• DOKUMENTAUSZUG
..........

Auch im Personenverkehr sind Leistungseinschränkungen geplant, die erhebliche Auswirkungen auf die Kunden haben könnten:

-Auf bisher nicht im einzelnen genannten Strecken sollen spät abends, in „Schwachlastzeiten“, Busse statt Züge verkehren.

-Für Sonderzugfahrten, etwa für Betriebsausflüge oder als „Leserreisen“ von Zeitungen soll nicht zusätzlich geworben werden.

-Im Wochenend-, Fest- und Ferienverkehr soll auf zusätzliche Züge verzichtet werden.

Die Personalmisere der Bundesbahn, die zur Zeit bundesweit in ihren Bahnhöfen Stellenangebote anschlägt, zeigt sich unter anderem in der Summe von 6,08 Millionen Überstunden, die die 242.152 Bundesbahner bis zum 1.Juli angehäuft hatten. Knapp zwei Millionen davon brachten Lokführer zusammen - 80,7 Stunden pro Person. Diese Zahlen, die die Gewerkschaft der Eisenbahner Deutschlands (GdED) in Frankfurt veröffentlichte, haben unter anderem zur Folge, daß Güterzüge nicht mit Lokomotiven „bespannt“ werden können.

..........

• ZU BEARBEITENDE AUFGABEN
A - Wie viele Überstunden hatten die Bundesbahner laut dem Text über die Bundesbahn bis zum 1. Juli angehäuft?
B - Gib aus der Liste unverändert den Abschnitt aus, der mit der Zeile beginnt, die „Task: indicate the man's shoulder“ enthält, und bis zum Ende der Liste reicht, beide Enden eingeschlossen.

• DIE EINGABE
..........

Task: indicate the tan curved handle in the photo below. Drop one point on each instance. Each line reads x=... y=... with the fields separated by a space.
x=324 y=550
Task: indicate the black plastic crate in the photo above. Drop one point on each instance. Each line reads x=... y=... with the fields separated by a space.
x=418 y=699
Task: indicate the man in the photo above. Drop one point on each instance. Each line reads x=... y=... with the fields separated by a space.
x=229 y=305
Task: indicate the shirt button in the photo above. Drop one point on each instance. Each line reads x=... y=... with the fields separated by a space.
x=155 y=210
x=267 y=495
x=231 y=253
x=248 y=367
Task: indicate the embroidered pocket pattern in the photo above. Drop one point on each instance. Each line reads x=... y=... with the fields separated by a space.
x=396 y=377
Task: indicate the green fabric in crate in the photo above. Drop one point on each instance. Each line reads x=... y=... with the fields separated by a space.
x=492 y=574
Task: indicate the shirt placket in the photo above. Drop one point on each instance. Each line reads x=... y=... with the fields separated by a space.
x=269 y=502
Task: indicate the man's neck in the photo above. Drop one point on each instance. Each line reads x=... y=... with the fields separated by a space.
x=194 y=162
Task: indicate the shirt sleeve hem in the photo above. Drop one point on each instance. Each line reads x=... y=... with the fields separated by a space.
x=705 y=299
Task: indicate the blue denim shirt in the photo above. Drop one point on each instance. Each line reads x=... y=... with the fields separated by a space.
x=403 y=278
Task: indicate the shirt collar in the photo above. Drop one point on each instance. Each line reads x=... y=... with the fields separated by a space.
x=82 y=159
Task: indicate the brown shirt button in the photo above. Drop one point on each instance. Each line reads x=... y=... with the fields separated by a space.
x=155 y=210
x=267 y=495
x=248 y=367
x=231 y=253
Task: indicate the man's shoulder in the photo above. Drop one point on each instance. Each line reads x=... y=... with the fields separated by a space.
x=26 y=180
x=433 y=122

..........

• LÖSUNGEN DER AUFGABEN
A - 6,08 Millionen Überstunden.

B -
Task: indicate the man's shoulder in the photo above. Drop one point on each instance. Each line reads x=... y=... with the fields separated by a space.
x=26 y=180
x=433 y=122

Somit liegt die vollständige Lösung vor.